### Exercise description
Word for word, restate the entries below, but exclude the images.
___ Excerpted records
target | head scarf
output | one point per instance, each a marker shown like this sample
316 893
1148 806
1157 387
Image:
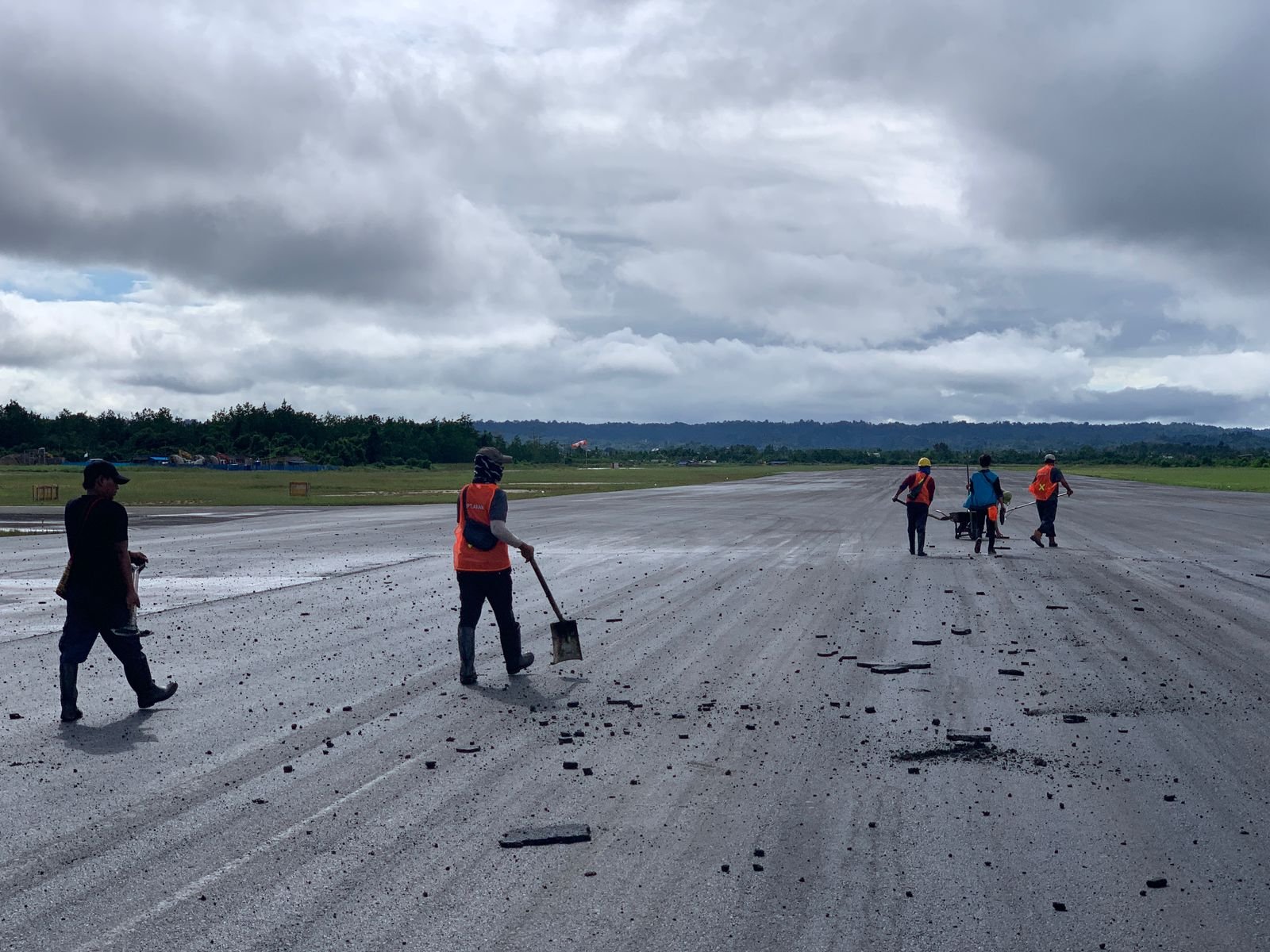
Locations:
486 470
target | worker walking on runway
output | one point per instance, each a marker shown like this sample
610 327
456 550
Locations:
918 501
101 592
1045 489
483 565
984 494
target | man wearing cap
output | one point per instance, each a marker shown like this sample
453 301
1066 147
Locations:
1045 489
921 492
984 494
101 592
483 565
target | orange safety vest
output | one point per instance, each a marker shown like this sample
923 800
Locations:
474 503
921 489
1045 486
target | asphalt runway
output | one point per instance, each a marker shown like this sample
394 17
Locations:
747 785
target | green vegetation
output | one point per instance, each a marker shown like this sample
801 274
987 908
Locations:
364 486
1246 479
260 433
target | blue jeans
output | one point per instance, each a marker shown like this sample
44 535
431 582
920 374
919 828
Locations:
86 620
1048 511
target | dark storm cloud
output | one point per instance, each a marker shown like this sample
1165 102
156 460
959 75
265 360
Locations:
215 152
1156 405
1141 121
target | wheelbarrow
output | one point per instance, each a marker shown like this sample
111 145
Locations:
565 645
960 520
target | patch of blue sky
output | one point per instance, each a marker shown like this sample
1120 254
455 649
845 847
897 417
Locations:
56 283
114 283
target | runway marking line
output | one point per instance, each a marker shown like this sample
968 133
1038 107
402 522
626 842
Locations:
201 884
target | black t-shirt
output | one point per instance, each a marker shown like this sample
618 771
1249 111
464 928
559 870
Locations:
94 527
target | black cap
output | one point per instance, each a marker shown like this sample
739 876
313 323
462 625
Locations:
101 467
495 455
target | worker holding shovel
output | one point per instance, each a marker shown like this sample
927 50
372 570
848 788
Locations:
1045 488
918 503
483 565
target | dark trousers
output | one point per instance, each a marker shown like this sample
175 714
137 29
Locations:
86 621
918 513
978 517
1047 509
478 588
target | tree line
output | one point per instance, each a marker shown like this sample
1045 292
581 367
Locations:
281 432
244 431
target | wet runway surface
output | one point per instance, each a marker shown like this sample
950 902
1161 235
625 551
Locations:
321 781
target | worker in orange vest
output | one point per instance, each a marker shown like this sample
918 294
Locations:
918 501
983 494
1045 489
483 565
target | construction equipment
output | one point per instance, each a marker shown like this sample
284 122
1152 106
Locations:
565 645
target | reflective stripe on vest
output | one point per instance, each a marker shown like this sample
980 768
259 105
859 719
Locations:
1045 486
921 489
476 499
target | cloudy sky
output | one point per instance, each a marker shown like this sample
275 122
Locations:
639 211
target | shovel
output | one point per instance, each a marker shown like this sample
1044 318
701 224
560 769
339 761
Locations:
130 630
564 632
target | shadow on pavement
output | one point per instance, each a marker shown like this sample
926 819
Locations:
114 738
524 692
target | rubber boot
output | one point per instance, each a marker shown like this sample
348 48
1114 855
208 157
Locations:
467 655
512 655
156 695
67 676
137 670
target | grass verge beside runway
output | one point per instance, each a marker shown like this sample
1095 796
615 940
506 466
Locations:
1245 479
196 486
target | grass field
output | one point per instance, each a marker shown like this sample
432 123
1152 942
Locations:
1245 479
196 486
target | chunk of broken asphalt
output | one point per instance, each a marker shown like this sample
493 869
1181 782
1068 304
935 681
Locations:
545 835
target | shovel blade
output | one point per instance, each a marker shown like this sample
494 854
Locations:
564 643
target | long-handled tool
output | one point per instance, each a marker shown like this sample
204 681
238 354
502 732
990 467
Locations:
564 632
130 630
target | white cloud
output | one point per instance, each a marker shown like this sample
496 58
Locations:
637 211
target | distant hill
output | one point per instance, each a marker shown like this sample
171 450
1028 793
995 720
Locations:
856 435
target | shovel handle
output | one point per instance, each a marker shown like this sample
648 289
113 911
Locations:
544 583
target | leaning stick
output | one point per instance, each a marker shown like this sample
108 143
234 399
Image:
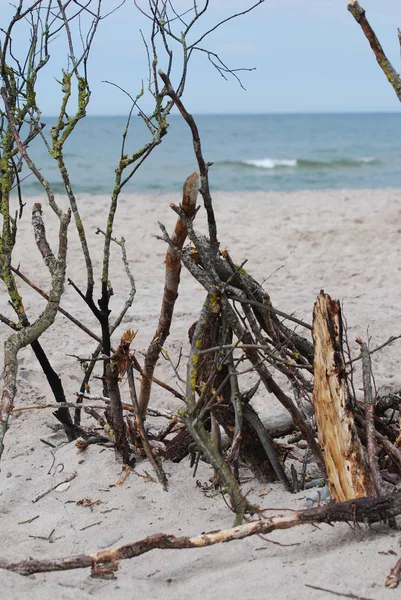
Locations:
172 280
361 510
360 17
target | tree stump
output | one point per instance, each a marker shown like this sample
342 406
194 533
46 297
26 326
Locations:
347 470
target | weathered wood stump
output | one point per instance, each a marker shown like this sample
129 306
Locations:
346 466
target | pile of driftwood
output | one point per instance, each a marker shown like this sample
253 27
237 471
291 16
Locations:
354 444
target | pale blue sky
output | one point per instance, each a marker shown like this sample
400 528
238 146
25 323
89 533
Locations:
310 56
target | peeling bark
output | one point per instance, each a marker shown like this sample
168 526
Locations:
347 472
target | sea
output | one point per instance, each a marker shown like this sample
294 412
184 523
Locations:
248 152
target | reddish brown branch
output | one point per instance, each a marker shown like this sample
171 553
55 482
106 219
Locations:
172 280
361 510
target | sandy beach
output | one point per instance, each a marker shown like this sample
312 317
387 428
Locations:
346 242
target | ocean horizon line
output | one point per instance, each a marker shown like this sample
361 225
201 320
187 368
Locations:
249 114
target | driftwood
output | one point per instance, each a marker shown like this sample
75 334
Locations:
172 280
362 510
347 472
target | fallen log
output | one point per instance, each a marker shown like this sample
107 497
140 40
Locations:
361 510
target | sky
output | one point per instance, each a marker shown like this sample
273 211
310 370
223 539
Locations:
308 55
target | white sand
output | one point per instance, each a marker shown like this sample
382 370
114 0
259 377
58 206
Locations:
346 242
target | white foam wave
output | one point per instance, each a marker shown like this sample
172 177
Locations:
272 163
______
### Result of the task
target | head scarf
output | one point per instance, each a marker shown like this sample
316 893
1148 806
1157 387
Image:
Locations:
486 470
target | worker walking on runway
output | one point per instance, each a marker shown like this sample
610 327
456 550
Locations:
918 501
101 592
1045 489
483 565
984 494
target | man wearing cap
output | one point per instance, each a marker shown like this sample
453 301
1066 147
Locations:
1045 489
921 492
984 494
101 592
483 565
target | orange safety vest
output | one point per instance, each a marker shown like this sample
923 800
Locations:
474 503
921 489
1045 486
target | asphalt runway
output | one point per instance, each a marker shown like this sample
394 17
Locations:
747 785
target | green vegetation
output | one point per instance, each a marker shown like this sample
801 274
987 908
Locations:
364 486
1246 479
260 433
target | blue jeans
output | one point per instance, each a marker shown like this sample
44 535
431 582
920 374
919 828
Locations:
86 620
1048 511
target | dark storm cloud
output | one point per instance, each a marker shown like this sample
1165 102
156 460
959 75
265 360
Locations:
215 152
1156 405
1141 121
target | wheelbarrow
output | one point per instance, each a marker shown like this sample
111 145
Locations:
565 645
960 520
target | patch of blue sky
output | one point per instance, each a marker shown like this sample
1120 254
455 649
845 847
897 417
Locations:
56 283
114 283
target | runway marking line
output | one point per instance, each a marker shown like this sample
968 133
1038 107
402 522
626 842
Locations:
201 884
target | black t-shirt
output | one point per instance, each a marker shown like this sample
618 771
1249 111
464 928
559 870
Locations:
94 527
target | black cap
output | one point per instance, each a marker shown like this sample
739 876
313 323
462 625
Locations:
101 467
495 455
target | worker holding shovel
output | one point per instance, each a marker shown like this sample
927 50
372 570
848 788
Locations:
1045 488
918 503
483 565
target | dark trousers
output | one point per instance, each a marker shown like this sample
175 714
137 29
Locations:
86 621
918 513
978 517
1047 509
478 588
target | tree line
output | one point per instance, each a marker shown like this sample
1045 292
581 367
Locations:
281 432
244 431
target | wet runway surface
output | one point per instance, each a marker shown like this sample
950 902
1161 235
625 551
Locations:
321 781
target | worker in orange vest
output | one point per instance, each a marker shown like this sample
918 294
Locations:
918 501
983 494
1045 489
483 565
target | construction equipment
output | one point per instance, each a marker shown like this sample
284 122
1152 106
Locations:
565 645
target | reflective stripe on vest
output | one point per instance, each a marker shown like this sample
980 768
259 105
859 719
Locations:
1045 486
921 489
476 499
target | cloudy sky
output | one point per instance, each a marker shown like this sample
275 122
Locations:
639 211
target | shovel
output | one point per instance, each a marker shown like this sample
1044 318
701 224
560 769
339 761
Locations:
130 630
564 632
target | shadow on pavement
output | one point per instance, each a marker shown like this sample
926 819
Locations:
114 738
524 692
target | rubber boot
output | one point per instance, each a marker shown like this sample
348 48
1114 855
208 157
Locations:
467 655
512 655
156 695
67 676
137 670
target | grass verge beside runway
output | one point per instance, each a marker shown like this sample
1095 796
615 940
506 466
Locations:
1245 479
196 486
target | grass field
output | one point per instance, each a marker shown like this sample
432 123
1152 942
Locations:
1245 479
196 486
target | chunk of broken asphalt
output | one point per instance, each a marker shown like this sample
493 869
1181 782
1068 304
935 681
Locations:
545 835
target | shovel blade
output | one point per instance, each a marker shown like this sample
494 854
Locations:
564 643
target | long-handled tool
output | one point per instance, each a marker shown like this sample
204 681
238 354
502 732
990 467
Locations:
564 632
130 630
target | white cloud
output | one point per instance, each a marker shown like this sample
496 58
Locations:
637 211
target | distant hill
output | one point per instance, each a marker shown like this sample
171 450
1028 793
995 720
Locations:
856 435
target | shovel handle
output | one point per instance, each a marker shown like this sample
648 289
113 911
Locations:
544 583
target | leaning stick
output | one point per instance, each a marker shown like this sample
108 143
234 399
Image:
Locations:
172 280
361 510
360 17
target | tree stump
output | one point per instance, each a marker shown like this sample
342 406
194 533
46 297
26 326
Locations:
347 470
target | weathered wood stump
output | one point per instance, each a marker shown like this sample
129 306
Locations:
346 466
target | pile of driftwood
output | one point per instance, each a marker shown like this sample
253 27
237 471
291 16
Locations:
354 444
target | pale blue sky
output | one point per instance, each a marker shown like this sample
400 528
238 146
25 323
89 533
Locations:
310 56
target | peeling bark
output | one point per instance, each a marker shown like this sample
168 526
Locations:
347 472
target | sea
output | one point per instance, each a marker shown like this sample
294 412
184 523
Locations:
248 152
target | reddish brown branch
output | one point per instance, each a marker shown like this sample
171 553
55 482
106 219
Locations:
172 280
361 510
target | sandy beach
output | one point per instance, each a marker shown like this sample
312 317
387 428
Locations:
346 242
target | ocean horizon line
output | one point per instance, each a marker shown like this sample
361 225
201 320
187 368
Locations:
249 114
target | driftwood
output | one point per instance, each a marker shown like this sample
75 334
Locations:
172 280
362 510
347 472
target | fallen log
output | one point per instance, each a marker shown like this sample
107 497
140 40
Locations:
361 510
target | sky
output | one point per instance, each a marker shown like this sample
273 211
310 370
223 539
Locations:
308 55
target | white sand
output | one point per instance, each a marker shown like this sample
382 370
114 0
259 377
58 206
Locations:
346 242
target | white foam wave
output | one point per instance, each a marker shown like this sample
172 177
Locations:
272 163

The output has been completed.